> Task requirements:
Among the entries below, tally each line where the word "wooden" appears and state only the total.

*** Data to process

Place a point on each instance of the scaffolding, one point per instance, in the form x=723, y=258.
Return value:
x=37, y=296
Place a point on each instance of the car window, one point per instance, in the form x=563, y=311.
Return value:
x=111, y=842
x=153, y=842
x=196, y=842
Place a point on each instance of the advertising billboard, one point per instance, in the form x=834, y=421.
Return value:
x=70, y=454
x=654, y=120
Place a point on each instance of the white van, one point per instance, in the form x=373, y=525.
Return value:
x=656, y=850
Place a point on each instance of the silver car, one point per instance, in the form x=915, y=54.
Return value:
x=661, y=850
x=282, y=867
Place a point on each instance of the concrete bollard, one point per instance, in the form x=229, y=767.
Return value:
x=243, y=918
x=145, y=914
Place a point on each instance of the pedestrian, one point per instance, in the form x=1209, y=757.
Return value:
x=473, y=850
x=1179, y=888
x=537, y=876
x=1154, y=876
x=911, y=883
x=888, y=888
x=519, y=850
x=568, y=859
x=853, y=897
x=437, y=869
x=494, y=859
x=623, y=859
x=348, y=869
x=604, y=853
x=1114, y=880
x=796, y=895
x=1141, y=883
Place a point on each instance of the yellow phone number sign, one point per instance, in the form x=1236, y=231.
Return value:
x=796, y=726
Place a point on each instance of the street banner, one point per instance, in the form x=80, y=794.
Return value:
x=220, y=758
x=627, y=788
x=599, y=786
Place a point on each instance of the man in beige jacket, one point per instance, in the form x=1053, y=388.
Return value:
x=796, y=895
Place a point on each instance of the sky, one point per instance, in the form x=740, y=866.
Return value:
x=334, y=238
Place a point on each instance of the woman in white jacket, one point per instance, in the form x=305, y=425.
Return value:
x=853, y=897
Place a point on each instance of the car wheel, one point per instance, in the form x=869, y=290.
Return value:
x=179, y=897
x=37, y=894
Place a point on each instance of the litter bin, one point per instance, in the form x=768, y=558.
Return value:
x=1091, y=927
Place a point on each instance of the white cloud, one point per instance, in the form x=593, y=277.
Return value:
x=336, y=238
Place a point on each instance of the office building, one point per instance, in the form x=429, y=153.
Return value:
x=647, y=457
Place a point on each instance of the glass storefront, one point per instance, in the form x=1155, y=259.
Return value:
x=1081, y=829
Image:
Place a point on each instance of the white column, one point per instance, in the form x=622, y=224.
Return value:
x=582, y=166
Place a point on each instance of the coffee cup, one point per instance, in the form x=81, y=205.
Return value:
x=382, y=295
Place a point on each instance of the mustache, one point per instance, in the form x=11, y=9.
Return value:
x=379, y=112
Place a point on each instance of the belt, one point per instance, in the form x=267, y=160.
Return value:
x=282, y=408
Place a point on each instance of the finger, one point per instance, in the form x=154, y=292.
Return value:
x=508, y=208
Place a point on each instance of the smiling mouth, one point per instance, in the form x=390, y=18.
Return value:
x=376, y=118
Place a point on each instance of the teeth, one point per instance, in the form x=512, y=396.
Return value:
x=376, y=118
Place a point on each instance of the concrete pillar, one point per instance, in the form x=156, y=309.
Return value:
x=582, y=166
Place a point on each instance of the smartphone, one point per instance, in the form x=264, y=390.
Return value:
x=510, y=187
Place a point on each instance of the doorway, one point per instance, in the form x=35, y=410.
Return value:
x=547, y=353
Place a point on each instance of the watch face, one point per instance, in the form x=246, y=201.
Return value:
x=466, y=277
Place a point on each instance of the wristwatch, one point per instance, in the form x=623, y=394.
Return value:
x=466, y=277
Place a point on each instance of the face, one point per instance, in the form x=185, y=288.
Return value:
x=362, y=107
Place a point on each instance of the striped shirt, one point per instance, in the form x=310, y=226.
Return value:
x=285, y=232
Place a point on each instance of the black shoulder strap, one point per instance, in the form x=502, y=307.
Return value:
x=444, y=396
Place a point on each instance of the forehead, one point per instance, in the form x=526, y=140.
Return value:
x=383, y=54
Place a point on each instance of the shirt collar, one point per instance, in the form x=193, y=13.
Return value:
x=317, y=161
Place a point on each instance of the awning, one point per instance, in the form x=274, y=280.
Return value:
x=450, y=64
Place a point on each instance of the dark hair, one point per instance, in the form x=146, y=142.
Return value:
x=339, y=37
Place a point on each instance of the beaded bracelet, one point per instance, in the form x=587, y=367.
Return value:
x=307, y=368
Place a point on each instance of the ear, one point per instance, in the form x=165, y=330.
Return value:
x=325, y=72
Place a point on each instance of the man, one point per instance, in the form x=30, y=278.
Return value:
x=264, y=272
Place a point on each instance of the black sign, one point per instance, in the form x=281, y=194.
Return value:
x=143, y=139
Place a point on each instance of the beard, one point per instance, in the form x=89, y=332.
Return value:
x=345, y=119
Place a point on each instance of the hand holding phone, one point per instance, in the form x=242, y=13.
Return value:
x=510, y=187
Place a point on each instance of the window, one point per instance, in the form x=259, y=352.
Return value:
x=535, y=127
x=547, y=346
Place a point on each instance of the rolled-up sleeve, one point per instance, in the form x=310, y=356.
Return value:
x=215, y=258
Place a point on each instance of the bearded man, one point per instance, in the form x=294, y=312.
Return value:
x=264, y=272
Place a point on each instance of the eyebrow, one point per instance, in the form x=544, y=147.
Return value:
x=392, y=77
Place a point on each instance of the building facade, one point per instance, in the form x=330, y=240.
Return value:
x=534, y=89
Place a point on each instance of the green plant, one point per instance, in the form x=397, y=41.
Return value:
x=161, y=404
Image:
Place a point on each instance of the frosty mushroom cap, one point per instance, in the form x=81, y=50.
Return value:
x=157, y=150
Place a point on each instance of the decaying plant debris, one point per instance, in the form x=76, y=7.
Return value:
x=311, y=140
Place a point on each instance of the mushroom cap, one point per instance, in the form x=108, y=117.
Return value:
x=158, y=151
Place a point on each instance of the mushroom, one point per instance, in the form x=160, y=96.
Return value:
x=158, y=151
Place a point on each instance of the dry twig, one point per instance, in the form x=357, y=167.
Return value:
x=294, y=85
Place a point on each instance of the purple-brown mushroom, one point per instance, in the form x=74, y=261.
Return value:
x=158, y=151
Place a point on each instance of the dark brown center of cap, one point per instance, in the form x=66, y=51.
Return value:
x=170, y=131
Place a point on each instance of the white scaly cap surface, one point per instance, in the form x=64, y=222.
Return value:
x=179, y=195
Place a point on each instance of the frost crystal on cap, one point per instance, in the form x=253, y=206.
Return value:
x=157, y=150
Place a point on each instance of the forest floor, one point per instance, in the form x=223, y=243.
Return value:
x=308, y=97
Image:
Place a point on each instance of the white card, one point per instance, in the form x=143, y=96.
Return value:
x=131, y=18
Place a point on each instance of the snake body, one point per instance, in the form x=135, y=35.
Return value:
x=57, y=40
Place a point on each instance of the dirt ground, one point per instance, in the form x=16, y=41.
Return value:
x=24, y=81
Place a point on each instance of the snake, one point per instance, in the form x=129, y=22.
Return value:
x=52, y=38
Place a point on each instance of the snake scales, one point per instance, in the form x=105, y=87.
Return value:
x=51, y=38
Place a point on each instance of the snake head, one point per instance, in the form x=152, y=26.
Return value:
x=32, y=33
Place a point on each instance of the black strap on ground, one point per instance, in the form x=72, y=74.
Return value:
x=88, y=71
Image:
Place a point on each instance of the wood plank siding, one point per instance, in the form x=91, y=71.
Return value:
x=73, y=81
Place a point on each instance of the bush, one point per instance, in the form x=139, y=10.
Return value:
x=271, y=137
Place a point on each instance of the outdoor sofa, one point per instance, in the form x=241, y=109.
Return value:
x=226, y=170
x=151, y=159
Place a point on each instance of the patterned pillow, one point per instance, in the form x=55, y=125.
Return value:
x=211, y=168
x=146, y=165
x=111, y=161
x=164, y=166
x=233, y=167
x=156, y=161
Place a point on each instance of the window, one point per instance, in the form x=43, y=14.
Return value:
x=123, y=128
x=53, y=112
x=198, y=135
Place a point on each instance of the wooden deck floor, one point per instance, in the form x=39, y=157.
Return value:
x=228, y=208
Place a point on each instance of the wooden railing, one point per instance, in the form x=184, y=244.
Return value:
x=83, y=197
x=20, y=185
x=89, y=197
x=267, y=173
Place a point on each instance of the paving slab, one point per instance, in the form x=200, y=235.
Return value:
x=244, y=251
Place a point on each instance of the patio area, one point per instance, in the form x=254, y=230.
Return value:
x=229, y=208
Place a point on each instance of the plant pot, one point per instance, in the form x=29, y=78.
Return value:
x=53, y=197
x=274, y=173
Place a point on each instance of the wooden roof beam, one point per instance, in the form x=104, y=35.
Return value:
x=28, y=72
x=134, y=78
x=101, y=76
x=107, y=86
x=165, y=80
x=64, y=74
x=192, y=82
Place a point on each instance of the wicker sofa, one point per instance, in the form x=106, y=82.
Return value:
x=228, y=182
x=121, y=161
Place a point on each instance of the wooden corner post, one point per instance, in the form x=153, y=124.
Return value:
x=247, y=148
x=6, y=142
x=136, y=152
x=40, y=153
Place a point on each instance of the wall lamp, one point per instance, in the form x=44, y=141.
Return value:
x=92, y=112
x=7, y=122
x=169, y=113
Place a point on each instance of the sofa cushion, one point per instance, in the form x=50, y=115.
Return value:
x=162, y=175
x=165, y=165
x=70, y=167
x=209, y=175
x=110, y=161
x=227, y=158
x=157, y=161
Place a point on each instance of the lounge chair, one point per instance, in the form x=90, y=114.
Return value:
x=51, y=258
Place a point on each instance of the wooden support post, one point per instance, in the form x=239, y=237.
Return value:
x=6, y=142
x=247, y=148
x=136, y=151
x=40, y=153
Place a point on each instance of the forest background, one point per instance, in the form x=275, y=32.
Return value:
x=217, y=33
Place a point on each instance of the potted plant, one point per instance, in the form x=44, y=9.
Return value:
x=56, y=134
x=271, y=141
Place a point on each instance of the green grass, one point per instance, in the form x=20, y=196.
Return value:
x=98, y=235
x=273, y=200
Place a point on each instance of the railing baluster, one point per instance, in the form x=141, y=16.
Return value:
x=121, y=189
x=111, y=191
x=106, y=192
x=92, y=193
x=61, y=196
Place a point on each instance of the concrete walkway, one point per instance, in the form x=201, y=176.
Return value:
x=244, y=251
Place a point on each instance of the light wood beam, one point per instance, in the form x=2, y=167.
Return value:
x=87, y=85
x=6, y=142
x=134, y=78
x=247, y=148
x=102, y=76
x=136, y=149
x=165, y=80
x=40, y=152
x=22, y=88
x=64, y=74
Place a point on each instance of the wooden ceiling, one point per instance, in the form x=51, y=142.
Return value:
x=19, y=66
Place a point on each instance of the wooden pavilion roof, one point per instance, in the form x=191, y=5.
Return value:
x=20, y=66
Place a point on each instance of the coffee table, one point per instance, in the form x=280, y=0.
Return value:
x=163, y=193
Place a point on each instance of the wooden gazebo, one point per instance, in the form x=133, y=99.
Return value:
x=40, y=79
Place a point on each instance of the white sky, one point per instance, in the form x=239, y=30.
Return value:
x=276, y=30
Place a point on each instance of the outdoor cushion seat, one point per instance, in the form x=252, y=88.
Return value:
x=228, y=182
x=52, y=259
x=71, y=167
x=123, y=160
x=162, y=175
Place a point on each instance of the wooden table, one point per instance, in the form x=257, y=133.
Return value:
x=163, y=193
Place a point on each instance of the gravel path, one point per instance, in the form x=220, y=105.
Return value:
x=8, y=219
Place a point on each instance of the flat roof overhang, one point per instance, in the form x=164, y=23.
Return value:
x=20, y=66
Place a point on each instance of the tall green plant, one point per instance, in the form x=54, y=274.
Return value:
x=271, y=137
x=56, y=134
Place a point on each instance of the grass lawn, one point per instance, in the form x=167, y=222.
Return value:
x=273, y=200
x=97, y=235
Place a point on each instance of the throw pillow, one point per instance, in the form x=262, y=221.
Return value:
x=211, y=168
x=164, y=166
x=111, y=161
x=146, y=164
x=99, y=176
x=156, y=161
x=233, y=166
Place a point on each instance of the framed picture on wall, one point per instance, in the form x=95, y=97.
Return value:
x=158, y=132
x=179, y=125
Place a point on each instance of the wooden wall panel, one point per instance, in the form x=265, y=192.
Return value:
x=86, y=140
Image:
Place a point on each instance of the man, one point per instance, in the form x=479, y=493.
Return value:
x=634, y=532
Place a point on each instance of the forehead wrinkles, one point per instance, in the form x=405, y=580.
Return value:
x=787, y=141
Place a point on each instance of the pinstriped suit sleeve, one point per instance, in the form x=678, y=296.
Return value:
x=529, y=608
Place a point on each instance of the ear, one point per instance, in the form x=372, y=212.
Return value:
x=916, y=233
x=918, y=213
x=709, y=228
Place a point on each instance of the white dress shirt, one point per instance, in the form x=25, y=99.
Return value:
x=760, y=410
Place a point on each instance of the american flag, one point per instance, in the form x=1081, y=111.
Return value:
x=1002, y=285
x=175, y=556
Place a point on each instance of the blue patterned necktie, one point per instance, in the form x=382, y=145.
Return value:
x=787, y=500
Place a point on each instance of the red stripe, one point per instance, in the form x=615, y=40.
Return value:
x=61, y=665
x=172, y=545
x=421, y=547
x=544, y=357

******

> Response to this exercise:
10